§ **Task objective**: Restate, word for word, every line of the data.

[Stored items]
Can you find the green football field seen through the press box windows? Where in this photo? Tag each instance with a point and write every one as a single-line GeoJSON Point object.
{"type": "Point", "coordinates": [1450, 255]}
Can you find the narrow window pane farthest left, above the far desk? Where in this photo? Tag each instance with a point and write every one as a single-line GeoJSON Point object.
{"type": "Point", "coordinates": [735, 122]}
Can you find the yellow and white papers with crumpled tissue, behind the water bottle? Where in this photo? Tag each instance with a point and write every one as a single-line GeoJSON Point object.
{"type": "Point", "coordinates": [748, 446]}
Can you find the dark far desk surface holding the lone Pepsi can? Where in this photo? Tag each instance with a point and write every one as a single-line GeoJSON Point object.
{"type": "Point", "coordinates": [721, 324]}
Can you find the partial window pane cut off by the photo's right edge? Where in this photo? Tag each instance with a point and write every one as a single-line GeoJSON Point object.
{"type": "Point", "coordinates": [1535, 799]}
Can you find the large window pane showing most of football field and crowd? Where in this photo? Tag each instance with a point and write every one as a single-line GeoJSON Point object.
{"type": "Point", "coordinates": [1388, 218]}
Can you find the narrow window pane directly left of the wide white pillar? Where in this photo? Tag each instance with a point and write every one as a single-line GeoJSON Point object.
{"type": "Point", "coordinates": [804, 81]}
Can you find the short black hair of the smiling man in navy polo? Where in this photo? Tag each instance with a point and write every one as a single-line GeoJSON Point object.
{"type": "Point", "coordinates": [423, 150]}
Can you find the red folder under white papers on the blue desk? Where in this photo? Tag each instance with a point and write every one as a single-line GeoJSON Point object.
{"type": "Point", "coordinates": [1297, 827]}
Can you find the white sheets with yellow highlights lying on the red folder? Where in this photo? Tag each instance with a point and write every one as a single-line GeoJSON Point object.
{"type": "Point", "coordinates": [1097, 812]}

§ **Answer section**:
Can you find the green football field seen through the press box windows? Where in this photo? Tag each instance with a point and write every one as a single-line GeoJSON Point object.
{"type": "Point", "coordinates": [1450, 255]}
Can you find the narrow window pane farthest left, above the far desk? Where in this photo? Tag each instance with a point and write every one as a single-line GeoJSON Point object.
{"type": "Point", "coordinates": [735, 122]}
Can you find the yellow and white papers with crumpled tissue, behind the water bottle? Where in this photo? Tag each instance with a point and write every one as a single-line GeoJSON Point object.
{"type": "Point", "coordinates": [748, 446]}
Can you find the dark far desk surface holding the lone Pepsi can? Where in this photo? Tag each instance with a point and write every one as a single-line GeoJSON Point object.
{"type": "Point", "coordinates": [721, 324]}
Can you find the partial window pane cut off by the photo's right edge? Where in this photo? Tag each instance with a point and write every one as a single-line GeoJSON Point object.
{"type": "Point", "coordinates": [1535, 799]}
Can you find the large window pane showing most of football field and crowd? Where in this photo? Tag each instance with a point and write every one as a single-line GeoJSON Point object.
{"type": "Point", "coordinates": [1388, 218]}
Can you find the narrow window pane directly left of the wide white pillar? Where in this photo? Tag each instance with a point and write every one as a single-line GeoJSON Point object.
{"type": "Point", "coordinates": [804, 81]}
Can you find the short black hair of the smiling man in navy polo? Where in this photo? Tag each instance with a point and write every one as a single-line GeoJSON Point object.
{"type": "Point", "coordinates": [423, 150]}
Can you find the red folder under white papers on the blue desk? Where in this photo? Tag each instance with a point and write every one as a single-line GeoJSON Point object.
{"type": "Point", "coordinates": [1297, 827]}
Can you find the white sheets with yellow highlights lying on the red folder? Where in this photo? Tag each instance with a point and write every one as a single-line GeoJSON Point object.
{"type": "Point", "coordinates": [1097, 812]}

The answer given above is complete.